* Exercise goal
Repeat the data below exactly. Include each line.

--- START ---

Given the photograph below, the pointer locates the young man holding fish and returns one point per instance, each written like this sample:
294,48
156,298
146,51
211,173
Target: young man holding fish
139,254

--- END ---

* Written reply
Given the photograph below, the pointer locates the young man holding fish and returns one point per instance, each written like this sample:
294,48
156,298
146,51
211,173
Target: young man holding fish
139,254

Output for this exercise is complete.